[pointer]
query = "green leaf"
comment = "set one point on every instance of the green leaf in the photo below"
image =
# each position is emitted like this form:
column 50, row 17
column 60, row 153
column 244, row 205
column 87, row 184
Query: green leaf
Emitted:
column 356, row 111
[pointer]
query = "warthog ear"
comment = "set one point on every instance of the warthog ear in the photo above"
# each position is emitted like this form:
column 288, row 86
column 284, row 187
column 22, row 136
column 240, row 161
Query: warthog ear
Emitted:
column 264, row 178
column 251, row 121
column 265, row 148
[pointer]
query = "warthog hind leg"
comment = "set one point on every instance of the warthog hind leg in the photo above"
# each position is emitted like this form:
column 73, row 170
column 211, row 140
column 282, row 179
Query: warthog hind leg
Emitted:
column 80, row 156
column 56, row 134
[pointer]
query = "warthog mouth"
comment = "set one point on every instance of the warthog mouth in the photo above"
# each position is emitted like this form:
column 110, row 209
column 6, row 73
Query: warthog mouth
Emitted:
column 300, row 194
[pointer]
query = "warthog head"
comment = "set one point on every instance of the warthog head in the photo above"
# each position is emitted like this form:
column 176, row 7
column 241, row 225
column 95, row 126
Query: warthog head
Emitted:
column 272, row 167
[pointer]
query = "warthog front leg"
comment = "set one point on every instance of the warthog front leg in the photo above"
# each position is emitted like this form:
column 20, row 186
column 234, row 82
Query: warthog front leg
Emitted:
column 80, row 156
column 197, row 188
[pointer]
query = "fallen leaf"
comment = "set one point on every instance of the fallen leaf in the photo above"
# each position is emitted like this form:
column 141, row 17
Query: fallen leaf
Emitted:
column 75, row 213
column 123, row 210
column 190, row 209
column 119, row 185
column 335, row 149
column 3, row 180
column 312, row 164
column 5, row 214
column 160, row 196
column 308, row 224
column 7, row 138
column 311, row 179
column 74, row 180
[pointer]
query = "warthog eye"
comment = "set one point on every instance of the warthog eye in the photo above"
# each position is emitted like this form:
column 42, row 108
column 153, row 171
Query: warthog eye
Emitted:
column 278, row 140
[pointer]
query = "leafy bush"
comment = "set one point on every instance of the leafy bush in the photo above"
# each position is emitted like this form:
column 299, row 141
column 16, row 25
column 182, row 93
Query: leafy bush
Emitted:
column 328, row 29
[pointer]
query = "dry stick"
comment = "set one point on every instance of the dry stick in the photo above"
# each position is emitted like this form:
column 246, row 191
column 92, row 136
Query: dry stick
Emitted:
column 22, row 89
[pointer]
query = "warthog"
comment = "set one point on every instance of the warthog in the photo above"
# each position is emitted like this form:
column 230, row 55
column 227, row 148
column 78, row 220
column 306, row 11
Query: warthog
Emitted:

+ + + +

* Aim of the exercise
Print the full listing verbatim. Leave nothing out.

* Answer space
[pointer]
query = "green leaf"
comment = "set one point on every instance of the green leaf in the photo below"
image =
# each position is emitted like this form:
column 50, row 17
column 60, row 153
column 244, row 205
column 87, row 184
Query: green leaf
Emitted:
column 356, row 111
[pointer]
query = "warthog ear"
comment = "set one point on every instance of the warthog ear in the photo above"
# each position is emitted like this form:
column 288, row 86
column 284, row 187
column 22, row 136
column 240, row 161
Query: warthog ear
Emitted:
column 264, row 178
column 251, row 121
column 265, row 148
[pointer]
query = "warthog hind leg"
comment = "set one point on every instance of the warthog hind leg in the photo above"
# each position is emitted like this form:
column 73, row 170
column 211, row 140
column 282, row 179
Query: warthog hind leg
Emitted:
column 80, row 156
column 56, row 134
[pointer]
query = "warthog mouth"
comment = "set one point on every instance of the warthog mouth in the photo above"
# each position is emitted like this form:
column 110, row 209
column 6, row 73
Query: warthog mouth
Emitted:
column 300, row 194
[pointer]
query = "warthog head"
comment = "set one point on every instance of the warthog head in the photo above"
# each position is emitted like this form:
column 176, row 7
column 241, row 225
column 95, row 126
Query: warthog head
Emitted:
column 272, row 167
[pointer]
query = "warthog front leg"
comment = "set one point on every instance of the warthog front leg in the photo above"
# each position is emitted like this form:
column 20, row 186
column 234, row 82
Query: warthog front leg
Emitted:
column 80, row 156
column 197, row 188
[pointer]
query = "fallen leaf"
comment = "set one point on every instance of the fallen leaf in the photo above"
# each position is emitted like this form:
column 141, row 17
Query: fallen leaf
Emitted:
column 75, row 213
column 123, row 210
column 190, row 209
column 119, row 185
column 335, row 149
column 3, row 180
column 312, row 164
column 5, row 214
column 160, row 196
column 308, row 224
column 7, row 138
column 311, row 179
column 74, row 180
[pointer]
query = "warthog eye"
comment = "set one point on every instance of the warthog eye in the photo above"
# each position is emitted like this form:
column 42, row 108
column 153, row 171
Query: warthog eye
Emitted:
column 278, row 140
[pointer]
query = "leafy bush"
comment = "set one point on every instance of the leafy bush in the photo above"
# each position is emitted like this form:
column 299, row 141
column 16, row 25
column 182, row 93
Query: leafy bush
Emitted:
column 328, row 29
[pointer]
query = "dry stick"
comment = "set one point on every instance of the dry stick in the photo above"
# each position is emitted like this form:
column 246, row 191
column 92, row 136
Query: dry stick
Emitted:
column 22, row 89
[pointer]
query = "warthog"
comment = "set one point on every instance of the warthog in the photo above"
# each position is emitted like this form:
column 230, row 55
column 227, row 148
column 78, row 220
column 306, row 11
Query: warthog
Emitted:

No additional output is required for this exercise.